In a deep mixing bowl, combine the rest of the 1/3 cup sugar with the salt and flour. Make a well in the center and pour in the yeast mixture. Add the remaining milk, drop in the eggs and, with a large spoon, stir the flour into the liquid ingredients. Continue to stir until a fairly stiff dough forms. Knead the dough by pushing it down with the heels of your hands, pressing ti forward, and folding it back on itself. Knead for about 20 minutes, or until the dough is smooth and elastic. Drape the bowl loosely with a kitchen towel and set it in the warm, draft-free place for one hour, or until the dough doubles in bulk. Then punch it down and knead in the softened butter, a tablespoon or so at a time. Knead in the currants and raisins.
With a pastry brush, coat the inside of a 12 cup kugelhof mold with melted or softened butter. Pat the dough into the mold; it should come about halfway up the sides. Drape the mold with a towel and set it aside for about one hour or until the dough doubles in volume and rises almost to the top of the pan.
Preheat the oven to 400 degrees. Bake the cake in the center of the oven for 10 minutes, then reduce the heat to 350 degrees and bake it for another 35 minutes. Remove the mold from the oven, drape a kitchen towel loosely over it, and let the baba rest for 10 minutes. Run a knife around the inside edge of the mold and turn the cake out onto a serving plate, then carefully invert the cake on the plate.
For the syrup, combine the 2 cups of sugar and 1 1/2 cups of water in a small saucepan, and cook, stirring constantly, until the mixture comes to a boil over high heat. Boil for five minutes, undisturbed, until the mixture forms a syrup thick enough to coat a spoon lightly. Pour the syrup into a bowl, then stir in the rum. With a large spoon, distribute the syrup evenly over the warm cake. Then baste the cake every 10 minutes or so with the syrup collecting around the cake. When all of the syrup has been absorbed, mix the confectioners' sugar, 1/4 cup of cold water and the lemon juice and drizzle this icing over the top of the cake, allowing it to run down the cake in streams.

Short problem 1 – In the baba recipe, how long should the dough be kneaded before its first rise?
Short problem 2 – List every ingredient mixed together to make the icing in the baba recipe.
Short problem 3 – Quote the stretch of the baba recipe from "With a pastry" through "on the plate.".

Saved data entries
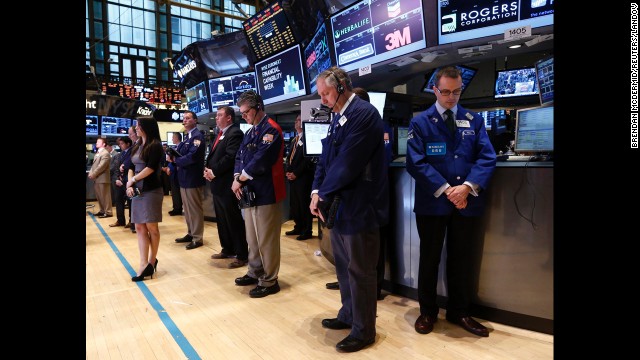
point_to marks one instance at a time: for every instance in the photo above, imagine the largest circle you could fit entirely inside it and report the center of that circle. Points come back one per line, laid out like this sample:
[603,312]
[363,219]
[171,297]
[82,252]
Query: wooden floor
[192,309]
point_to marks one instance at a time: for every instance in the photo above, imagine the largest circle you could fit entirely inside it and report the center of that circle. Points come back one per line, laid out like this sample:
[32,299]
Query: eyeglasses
[455,92]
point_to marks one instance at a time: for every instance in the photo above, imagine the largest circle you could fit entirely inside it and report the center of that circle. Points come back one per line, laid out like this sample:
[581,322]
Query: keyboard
[519,157]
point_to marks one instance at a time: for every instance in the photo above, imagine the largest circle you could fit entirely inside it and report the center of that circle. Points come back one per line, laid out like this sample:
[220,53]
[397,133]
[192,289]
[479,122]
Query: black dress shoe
[351,344]
[186,238]
[262,291]
[335,324]
[246,280]
[333,286]
[424,324]
[469,324]
[193,245]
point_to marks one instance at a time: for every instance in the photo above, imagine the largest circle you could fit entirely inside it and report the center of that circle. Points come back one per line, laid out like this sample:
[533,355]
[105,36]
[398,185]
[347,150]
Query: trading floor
[192,309]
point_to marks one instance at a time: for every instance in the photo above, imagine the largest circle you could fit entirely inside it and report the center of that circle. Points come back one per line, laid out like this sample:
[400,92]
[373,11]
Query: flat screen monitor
[281,77]
[515,83]
[92,126]
[544,72]
[269,31]
[245,127]
[378,99]
[402,141]
[114,126]
[317,56]
[197,100]
[371,31]
[226,90]
[460,20]
[314,132]
[170,138]
[467,74]
[534,130]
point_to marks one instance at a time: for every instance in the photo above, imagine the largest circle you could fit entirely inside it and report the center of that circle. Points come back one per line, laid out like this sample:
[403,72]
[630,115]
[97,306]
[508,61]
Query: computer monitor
[314,132]
[545,76]
[515,83]
[534,130]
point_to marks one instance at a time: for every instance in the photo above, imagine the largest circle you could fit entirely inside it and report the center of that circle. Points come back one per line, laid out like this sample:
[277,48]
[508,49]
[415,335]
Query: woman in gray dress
[145,188]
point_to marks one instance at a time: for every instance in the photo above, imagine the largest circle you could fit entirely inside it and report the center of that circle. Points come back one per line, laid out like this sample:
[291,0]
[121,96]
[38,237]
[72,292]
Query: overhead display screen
[317,56]
[269,31]
[114,126]
[372,31]
[281,77]
[226,90]
[461,20]
[197,100]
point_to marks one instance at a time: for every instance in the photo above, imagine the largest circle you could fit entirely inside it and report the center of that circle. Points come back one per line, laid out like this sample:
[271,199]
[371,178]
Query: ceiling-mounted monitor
[281,77]
[317,56]
[460,20]
[197,99]
[515,83]
[371,31]
[226,90]
[545,76]
[269,31]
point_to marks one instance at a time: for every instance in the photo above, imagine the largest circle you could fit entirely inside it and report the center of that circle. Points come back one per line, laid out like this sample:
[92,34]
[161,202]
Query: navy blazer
[191,163]
[435,157]
[353,165]
[221,160]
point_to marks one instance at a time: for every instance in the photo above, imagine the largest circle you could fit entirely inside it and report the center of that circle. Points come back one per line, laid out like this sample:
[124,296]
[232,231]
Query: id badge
[436,148]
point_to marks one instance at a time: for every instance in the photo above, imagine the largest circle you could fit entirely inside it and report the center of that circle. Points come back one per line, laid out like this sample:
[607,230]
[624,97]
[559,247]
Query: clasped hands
[458,195]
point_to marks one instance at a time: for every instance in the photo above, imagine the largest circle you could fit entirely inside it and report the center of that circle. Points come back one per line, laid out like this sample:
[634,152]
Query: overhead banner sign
[107,105]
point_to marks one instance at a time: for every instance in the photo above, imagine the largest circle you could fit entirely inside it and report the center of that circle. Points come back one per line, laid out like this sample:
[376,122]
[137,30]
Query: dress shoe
[148,271]
[470,325]
[193,245]
[333,286]
[424,323]
[186,238]
[222,256]
[335,324]
[237,263]
[351,344]
[246,280]
[262,291]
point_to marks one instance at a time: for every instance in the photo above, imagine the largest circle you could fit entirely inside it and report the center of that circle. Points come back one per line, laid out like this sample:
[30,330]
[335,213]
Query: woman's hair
[150,127]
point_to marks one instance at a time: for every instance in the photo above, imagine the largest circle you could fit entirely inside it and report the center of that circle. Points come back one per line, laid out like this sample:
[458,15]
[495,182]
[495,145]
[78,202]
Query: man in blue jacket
[190,169]
[353,168]
[450,157]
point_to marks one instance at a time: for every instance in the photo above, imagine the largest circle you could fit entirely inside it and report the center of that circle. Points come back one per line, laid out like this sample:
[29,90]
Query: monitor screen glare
[534,130]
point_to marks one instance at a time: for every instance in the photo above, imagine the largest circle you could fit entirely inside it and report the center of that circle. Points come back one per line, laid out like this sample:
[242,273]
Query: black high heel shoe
[148,271]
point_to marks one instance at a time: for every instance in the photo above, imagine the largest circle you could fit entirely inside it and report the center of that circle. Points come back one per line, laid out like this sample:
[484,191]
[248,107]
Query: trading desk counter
[514,268]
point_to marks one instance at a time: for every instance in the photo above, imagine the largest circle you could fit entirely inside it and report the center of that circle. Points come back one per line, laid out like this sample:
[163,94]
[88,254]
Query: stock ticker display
[156,94]
[269,31]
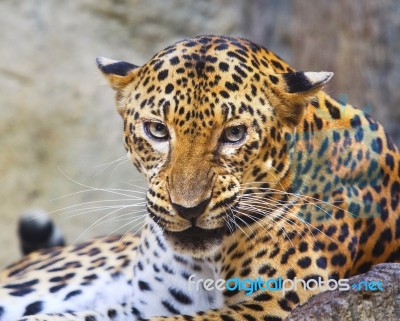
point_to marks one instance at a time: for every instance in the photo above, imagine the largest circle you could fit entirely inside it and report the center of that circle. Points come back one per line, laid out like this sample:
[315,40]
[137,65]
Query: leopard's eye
[156,130]
[234,134]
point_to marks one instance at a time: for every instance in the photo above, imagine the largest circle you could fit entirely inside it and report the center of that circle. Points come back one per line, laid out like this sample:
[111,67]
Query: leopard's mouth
[195,240]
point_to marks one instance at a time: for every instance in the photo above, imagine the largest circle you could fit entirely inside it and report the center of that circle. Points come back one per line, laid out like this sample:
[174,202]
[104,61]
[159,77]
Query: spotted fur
[308,187]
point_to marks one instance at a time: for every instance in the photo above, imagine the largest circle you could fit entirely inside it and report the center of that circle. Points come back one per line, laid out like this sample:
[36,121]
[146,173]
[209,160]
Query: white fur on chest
[161,285]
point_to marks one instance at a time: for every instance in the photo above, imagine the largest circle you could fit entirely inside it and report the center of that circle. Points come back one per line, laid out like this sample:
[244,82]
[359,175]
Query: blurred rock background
[57,119]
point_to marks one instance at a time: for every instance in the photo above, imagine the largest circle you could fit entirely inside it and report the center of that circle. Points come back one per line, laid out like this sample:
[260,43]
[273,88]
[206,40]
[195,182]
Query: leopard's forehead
[207,75]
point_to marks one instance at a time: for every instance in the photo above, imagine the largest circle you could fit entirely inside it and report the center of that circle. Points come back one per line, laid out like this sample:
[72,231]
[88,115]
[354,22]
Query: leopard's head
[203,120]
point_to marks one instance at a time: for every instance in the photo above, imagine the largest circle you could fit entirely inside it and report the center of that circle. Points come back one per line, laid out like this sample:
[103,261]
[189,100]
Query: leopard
[254,173]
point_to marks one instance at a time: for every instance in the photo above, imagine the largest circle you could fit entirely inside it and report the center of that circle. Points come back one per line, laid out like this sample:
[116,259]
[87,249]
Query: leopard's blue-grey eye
[234,134]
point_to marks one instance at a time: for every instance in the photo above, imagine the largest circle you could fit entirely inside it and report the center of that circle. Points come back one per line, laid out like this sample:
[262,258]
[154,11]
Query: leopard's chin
[196,241]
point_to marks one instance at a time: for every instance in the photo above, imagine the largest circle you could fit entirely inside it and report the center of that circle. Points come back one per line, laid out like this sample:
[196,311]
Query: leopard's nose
[191,213]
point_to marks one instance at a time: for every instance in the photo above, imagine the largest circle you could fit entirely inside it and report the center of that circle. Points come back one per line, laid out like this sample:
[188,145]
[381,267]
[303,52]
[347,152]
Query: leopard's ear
[118,73]
[296,90]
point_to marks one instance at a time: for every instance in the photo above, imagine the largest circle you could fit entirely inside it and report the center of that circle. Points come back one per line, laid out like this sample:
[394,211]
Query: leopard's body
[252,171]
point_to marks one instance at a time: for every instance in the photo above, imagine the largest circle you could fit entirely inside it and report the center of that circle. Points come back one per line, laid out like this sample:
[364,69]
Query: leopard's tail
[37,231]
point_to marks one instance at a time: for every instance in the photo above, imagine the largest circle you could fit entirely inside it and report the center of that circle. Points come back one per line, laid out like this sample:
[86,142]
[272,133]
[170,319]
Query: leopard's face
[204,120]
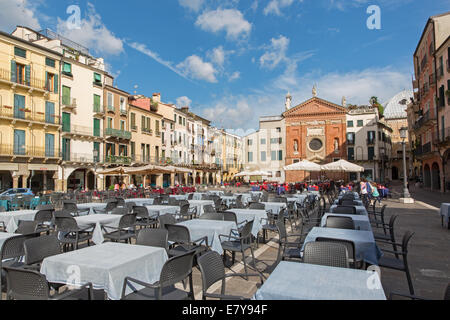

Finished answer 1 – About 20 minutes, or until the dough is smooth and elastic.

Finished answer 2 – Confectioners' sugar, 1/4 cup of cold water, and lemon juice.

Finished answer 3 –
With a pastry brush, coat the inside of a 12 cup kugelhof mold with melted or softened butter. Pat the dough into the mold; it should come about halfway up the sides. Drape the mold with a towel and set it aside for about one hour or until the dough doubles in volume and rises almost to the top of the pan.
Preheat the oven to 400 degrees. Bake the cake in the center of the oven for 10 minutes, then reduce the heat to 350 degrees and bake it for another 35 minutes. Remove the mold from the oven, drape a kitchen towel loosely over it, and let the baba rest for 10 minutes. Run a knife around the inside edge of the mold and turn the cake out onto a serving plate, then carefully invert the cake on the plate.